» **PROBLEM TO WORK ON**:
Everything from the line containing "the car windshield of parked car" through the last line of the records below should be printed exactly, please, and nothing else.

» **DATA SUPPLIED**:
::::::::::

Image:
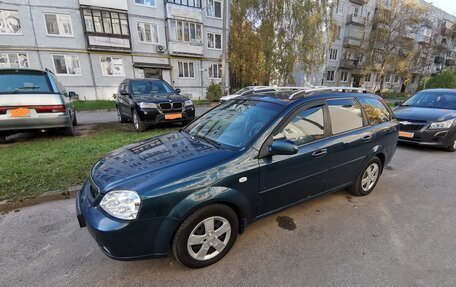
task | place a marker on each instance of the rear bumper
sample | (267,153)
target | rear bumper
(35,123)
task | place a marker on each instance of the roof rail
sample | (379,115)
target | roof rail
(322,89)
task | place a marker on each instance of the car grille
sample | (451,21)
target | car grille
(176,106)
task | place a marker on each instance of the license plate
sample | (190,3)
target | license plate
(20,112)
(406,135)
(173,116)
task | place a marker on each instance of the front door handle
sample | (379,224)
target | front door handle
(320,152)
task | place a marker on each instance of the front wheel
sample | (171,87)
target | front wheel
(368,178)
(206,236)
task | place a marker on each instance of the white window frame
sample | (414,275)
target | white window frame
(145,5)
(17,54)
(58,24)
(2,11)
(183,63)
(146,42)
(221,9)
(215,46)
(67,59)
(106,75)
(218,68)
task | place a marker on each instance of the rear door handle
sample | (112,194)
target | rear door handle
(320,152)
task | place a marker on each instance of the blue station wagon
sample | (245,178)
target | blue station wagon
(193,191)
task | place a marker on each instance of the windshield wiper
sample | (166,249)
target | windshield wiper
(25,88)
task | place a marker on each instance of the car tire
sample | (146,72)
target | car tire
(137,123)
(212,225)
(368,178)
(452,146)
(121,118)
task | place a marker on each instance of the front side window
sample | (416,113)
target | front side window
(214,8)
(148,33)
(66,65)
(234,123)
(58,25)
(345,115)
(186,70)
(111,66)
(306,127)
(10,22)
(13,60)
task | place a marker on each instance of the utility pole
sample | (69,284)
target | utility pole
(224,44)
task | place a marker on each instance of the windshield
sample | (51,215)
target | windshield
(234,123)
(439,100)
(23,83)
(147,87)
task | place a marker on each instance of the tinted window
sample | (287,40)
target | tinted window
(306,127)
(234,123)
(345,115)
(375,110)
(23,83)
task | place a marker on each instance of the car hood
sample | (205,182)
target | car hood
(159,97)
(155,162)
(423,114)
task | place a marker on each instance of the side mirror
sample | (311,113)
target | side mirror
(283,147)
(72,95)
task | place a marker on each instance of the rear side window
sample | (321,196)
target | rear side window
(375,110)
(345,115)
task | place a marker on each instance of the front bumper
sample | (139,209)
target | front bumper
(124,240)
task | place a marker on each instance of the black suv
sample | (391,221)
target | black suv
(147,102)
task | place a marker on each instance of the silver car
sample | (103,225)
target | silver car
(34,100)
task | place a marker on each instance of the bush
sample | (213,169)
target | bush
(213,92)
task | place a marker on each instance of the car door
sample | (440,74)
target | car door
(351,142)
(288,179)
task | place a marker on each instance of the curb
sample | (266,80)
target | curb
(6,206)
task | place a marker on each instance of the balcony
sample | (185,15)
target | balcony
(356,20)
(360,2)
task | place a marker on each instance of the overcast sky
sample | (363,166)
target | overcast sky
(446,5)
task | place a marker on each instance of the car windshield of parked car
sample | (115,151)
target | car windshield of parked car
(439,100)
(147,87)
(23,83)
(234,123)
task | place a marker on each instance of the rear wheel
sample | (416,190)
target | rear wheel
(206,236)
(368,178)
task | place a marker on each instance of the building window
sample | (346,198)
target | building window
(150,3)
(214,8)
(330,76)
(344,76)
(9,22)
(66,65)
(191,3)
(58,25)
(148,33)
(106,22)
(185,31)
(215,71)
(111,66)
(214,41)
(14,60)
(186,70)
(333,54)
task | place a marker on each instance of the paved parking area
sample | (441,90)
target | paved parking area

::::::::::

» **RESULT OF THIS EXERCISE**:
task | place a marker on each instance of the car windshield of parked car
sample | (115,151)
target | car windshield of parked car
(439,100)
(147,87)
(23,83)
(234,123)
task | place a marker on each instance of the rear wheel
sample | (416,190)
target | rear wheel
(206,236)
(368,178)
task | place a marker on each instance of the building window
sample | (346,198)
target | building window
(150,3)
(214,8)
(330,76)
(344,76)
(9,22)
(66,65)
(191,3)
(58,25)
(148,33)
(106,22)
(185,31)
(215,71)
(111,66)
(214,41)
(14,60)
(186,70)
(333,54)
task | place a marker on each instance of the paved parking area
sample | (441,90)
target | paved parking area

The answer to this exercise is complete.